> Work item
Please update the stretch of the Meier Schwarz biography from "After the establishment" through "worked for NASA).", putting "Petach Tikva" in place of "Petah Tikva", and write that stretch out again.

> Source extract
-.-.-
Meier Schwarz (מאיר שוורץ; 28 January 1926 – 12 January 2022) was an Israeli plant physiologist. He was born in Nuremberg, Germany, and escaped from the Nazi regime on a Kindertransport to Jerusalem. In Israel, he was a lecturer and scholar and was appointed head of the Hydroponics department at the Jacob Blaustein Institute for Desert Research in Beersheba.

==Biography==
Born in Nuremberg, Bavaria, Germany, Meier Schwarz was the child of Jewish parents. His father, Ludwig Schwarz, merchant, born in Egenhausen/Ansbach, was a German army officer in the First World War, and was highly decorated. Ludwig Schwarz was board member of the Orthodox Jewish ″Adas Isroel″ congregation in Nuremberg. He was murdered by the Nazis in September 1937. According to official records, Schwarz's mother Meta Schwarz, née Stern, who was born in Blaufelden, died in March 1940 due to a "shortage of medicine." In fact the Nazis did not provide Jews with medicine. Schwarz's only brother Joseph was head of the Hakhshara in Neuendorf/Fürstenwalde. He was murdered in 1943 in Auschwitz.

Following the Night of Broken Glass in November 1938, the family succeeded in organizing Meier Schwarz's emigration. He managed to flee in a Kindertransport to Jerusalem. He was one of the early pioneers of Kibbutz Hafetz Hayim and became an active member of the Jewish underground organization, the Haganah. At the age of 22 he was the commander of one of the three ″Exodus″ ships, the "Ocean Vigour".

After the establishment of the state of Israel, Schwarz worked as teacher and farmer. For 20 years he lived on Kibbutz Hafetz Haim, and spent another 14 years in Petah Tikva before moving to Jerusalem in 1973. There he lived with his wife Mirjam, a survivor of Auschwitz, in Jerusalem's Old City. They had seven children, as well as many grandchildren and great grandchildren. Schwarz died in Jerusalem on 12 January 2022, at the age of 95.

==Academic career==
Among Schwarz's academic achievements is the development of hydroculture (soilless culture) which makes it possible to grow plants in desert areas using minimal irrigation. In this capacity he received a doctorate in plant physiology from the Hebrew University of Jerusalem. He worked as a researcher and advisor in this field in Germany, Singapore, Chile and United States (where he worked for NASA).

Schwarz was head of the Department for Soilless Cultures at the Jacob Blaustein Institute for Desert Research in Beer Sheva. He worked as an inspector for the ministry of education for biology lessons at high schools in Israel, and taught at Bar-Ilan University. For 12 years, he headed the teachers' seminary for science at the Jerusalem College for Women. Schwarz was member of the board of trustees of the University of Haifa.

Schwarz was President of the International Society for Soilless Cultures (ISOSC), and founder of the Natural Sciences Department of Teacher Education at the Jerusalem College and the Jerusalem College of Technology. He also served as President of The International Society of Religious Researchers.

==Public activities==
Since 1988, as the Director of the Synagogue Memorial and Beit Ashkenaz organizations in Jerusalem, Schwarz has led a project to publish memorial books for the former synagogues of Germany and Austria, and the Jewish communities who built them. He worked with international partners and universities in this capacity. Eight memorial books have been published thus far.

Schwarz was a representative of CENTRA, the organization of Jewish-German immigrants to Israel who arrived in the 1930s. He represented the survivors of German origin in the Union of Survivor Organization and Yad Vashem.

==Published works==
More than 70 scientific reports and 12 books

==Awards and recognition==
- Bundesverdienstkreuz 1. Klasse der Bundesrepublik Deutschland (Cross of Merit)
- In 2001, he received the Yakir Yerushalayim Award (″Worthy Citizen of Jerusalem″) from the city of Jerusalem.
-.-.-
> Data extract
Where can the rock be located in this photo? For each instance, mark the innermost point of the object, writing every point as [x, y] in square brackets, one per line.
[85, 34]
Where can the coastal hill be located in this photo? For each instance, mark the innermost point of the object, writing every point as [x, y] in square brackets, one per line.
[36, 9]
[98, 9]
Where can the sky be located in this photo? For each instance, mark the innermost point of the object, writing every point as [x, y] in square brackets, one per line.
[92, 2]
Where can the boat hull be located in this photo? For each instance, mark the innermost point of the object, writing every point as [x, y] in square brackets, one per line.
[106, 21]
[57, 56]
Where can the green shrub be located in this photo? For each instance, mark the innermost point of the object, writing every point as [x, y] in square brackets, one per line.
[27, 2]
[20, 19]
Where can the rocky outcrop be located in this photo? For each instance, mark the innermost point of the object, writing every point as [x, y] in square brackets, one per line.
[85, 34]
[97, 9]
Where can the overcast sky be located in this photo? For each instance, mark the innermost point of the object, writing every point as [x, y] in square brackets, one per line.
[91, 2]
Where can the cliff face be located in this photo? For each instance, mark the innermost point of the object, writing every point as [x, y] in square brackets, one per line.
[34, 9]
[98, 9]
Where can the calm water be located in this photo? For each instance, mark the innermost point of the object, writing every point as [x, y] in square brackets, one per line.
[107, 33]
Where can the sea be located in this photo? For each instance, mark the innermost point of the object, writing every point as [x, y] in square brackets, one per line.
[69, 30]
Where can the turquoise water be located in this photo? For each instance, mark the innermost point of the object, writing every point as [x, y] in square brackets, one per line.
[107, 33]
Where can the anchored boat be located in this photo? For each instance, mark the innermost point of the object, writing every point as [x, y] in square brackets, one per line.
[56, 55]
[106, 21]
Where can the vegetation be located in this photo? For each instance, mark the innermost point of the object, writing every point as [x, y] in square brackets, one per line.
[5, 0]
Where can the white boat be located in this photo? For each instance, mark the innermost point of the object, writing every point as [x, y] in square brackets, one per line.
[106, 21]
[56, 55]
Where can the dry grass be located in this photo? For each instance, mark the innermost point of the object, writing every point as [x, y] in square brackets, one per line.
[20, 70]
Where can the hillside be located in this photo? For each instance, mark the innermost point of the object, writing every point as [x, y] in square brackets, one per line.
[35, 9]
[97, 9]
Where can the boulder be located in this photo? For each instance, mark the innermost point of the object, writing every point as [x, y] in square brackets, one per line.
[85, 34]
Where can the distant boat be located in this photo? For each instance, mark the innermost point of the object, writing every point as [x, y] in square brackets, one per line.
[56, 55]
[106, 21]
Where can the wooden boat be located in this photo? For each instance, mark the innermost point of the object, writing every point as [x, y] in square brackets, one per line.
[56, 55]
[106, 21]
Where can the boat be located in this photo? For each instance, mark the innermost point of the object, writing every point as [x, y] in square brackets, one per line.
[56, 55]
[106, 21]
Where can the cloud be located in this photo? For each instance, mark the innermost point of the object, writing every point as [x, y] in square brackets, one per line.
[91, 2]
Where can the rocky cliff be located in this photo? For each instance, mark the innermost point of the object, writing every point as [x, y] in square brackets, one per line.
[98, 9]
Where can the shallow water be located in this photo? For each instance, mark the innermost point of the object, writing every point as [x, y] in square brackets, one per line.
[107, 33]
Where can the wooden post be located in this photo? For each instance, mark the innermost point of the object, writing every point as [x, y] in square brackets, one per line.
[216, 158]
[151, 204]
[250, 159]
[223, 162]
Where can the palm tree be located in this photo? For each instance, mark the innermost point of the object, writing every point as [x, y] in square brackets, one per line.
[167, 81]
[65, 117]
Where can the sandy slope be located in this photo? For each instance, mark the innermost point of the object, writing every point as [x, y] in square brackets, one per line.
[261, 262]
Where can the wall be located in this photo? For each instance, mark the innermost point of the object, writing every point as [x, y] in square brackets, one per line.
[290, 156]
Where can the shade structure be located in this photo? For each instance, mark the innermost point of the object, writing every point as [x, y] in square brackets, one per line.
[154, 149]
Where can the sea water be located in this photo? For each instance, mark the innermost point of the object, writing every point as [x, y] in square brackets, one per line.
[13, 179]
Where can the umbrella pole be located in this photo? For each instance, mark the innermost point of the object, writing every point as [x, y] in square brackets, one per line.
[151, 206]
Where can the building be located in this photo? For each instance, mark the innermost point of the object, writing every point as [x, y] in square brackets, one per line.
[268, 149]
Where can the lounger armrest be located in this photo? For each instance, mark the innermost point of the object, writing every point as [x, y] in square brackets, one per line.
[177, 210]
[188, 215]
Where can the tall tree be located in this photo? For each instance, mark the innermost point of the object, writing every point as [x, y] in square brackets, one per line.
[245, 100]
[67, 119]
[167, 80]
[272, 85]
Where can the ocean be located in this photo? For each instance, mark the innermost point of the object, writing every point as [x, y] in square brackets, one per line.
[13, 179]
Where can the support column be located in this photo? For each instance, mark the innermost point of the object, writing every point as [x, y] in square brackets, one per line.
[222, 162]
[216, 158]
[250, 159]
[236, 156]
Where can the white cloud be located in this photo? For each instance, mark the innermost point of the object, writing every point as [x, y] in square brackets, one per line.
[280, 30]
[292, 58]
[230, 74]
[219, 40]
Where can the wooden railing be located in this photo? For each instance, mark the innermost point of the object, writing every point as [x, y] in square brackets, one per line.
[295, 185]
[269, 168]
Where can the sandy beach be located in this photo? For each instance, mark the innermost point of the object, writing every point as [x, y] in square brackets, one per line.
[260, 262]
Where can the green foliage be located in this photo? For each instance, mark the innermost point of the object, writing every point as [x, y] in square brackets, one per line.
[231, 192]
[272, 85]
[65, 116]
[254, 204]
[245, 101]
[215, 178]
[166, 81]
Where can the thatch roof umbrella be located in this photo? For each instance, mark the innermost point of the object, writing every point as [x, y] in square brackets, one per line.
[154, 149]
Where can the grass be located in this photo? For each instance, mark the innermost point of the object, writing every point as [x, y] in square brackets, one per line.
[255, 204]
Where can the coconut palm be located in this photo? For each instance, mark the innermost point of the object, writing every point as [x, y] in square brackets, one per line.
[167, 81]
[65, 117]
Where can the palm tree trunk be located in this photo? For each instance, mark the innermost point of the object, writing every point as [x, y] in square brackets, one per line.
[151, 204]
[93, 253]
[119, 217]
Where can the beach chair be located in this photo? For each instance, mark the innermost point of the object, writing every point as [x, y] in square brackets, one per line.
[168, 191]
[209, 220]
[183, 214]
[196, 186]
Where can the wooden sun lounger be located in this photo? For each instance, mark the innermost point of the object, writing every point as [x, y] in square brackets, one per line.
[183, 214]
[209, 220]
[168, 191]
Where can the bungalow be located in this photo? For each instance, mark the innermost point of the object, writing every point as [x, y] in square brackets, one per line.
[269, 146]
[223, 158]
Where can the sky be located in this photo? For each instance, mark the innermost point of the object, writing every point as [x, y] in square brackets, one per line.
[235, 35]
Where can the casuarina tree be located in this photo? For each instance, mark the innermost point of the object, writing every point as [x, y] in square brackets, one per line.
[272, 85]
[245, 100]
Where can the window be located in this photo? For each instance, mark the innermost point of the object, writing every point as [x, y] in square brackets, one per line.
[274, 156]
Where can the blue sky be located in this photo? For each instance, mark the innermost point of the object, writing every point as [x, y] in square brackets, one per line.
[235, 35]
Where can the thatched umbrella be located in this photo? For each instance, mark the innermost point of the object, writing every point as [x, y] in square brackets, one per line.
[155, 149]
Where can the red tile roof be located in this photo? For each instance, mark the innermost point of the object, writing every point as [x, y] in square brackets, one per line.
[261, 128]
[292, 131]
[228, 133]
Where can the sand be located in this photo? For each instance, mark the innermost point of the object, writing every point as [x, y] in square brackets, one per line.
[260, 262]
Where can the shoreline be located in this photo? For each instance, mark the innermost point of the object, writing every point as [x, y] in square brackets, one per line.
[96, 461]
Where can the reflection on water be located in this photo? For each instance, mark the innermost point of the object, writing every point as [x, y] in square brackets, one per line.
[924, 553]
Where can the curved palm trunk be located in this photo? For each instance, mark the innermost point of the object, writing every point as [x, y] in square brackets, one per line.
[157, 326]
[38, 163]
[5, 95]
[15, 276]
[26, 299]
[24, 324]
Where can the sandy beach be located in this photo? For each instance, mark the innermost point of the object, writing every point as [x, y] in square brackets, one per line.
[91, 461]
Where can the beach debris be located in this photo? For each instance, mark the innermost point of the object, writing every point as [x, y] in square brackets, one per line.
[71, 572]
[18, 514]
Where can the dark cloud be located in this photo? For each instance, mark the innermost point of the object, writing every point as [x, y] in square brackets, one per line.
-.-.-
> Your response
After the establishment of the state of Israel, Schwarz worked as teacher and farmer. For 20 years he lived on Kibbutz Hafetz Haim, and spent another 14 years in Petach Tikva before moving to Jerusalem in 1973. There he lived with his wife Mirjam, a survivor of Auschwitz, in Jerusalem's Old City. They had seven children, as well as many grandchildren and great grandchildren. Schwarz died in Jerusalem on 12 January 2022, at the age of 95.

==Academic career==
Among Schwarz's academic achievements is the development of hydroculture (soilless culture) which makes it possible to grow plants in desert areas using minimal irrigation. In this capacity he received a doctorate in plant physiology from the Hebrew University of Jerusalem. He worked as a researcher and advisor in this field in Germany, Singapore, Chile and United States (where he worked for NASA).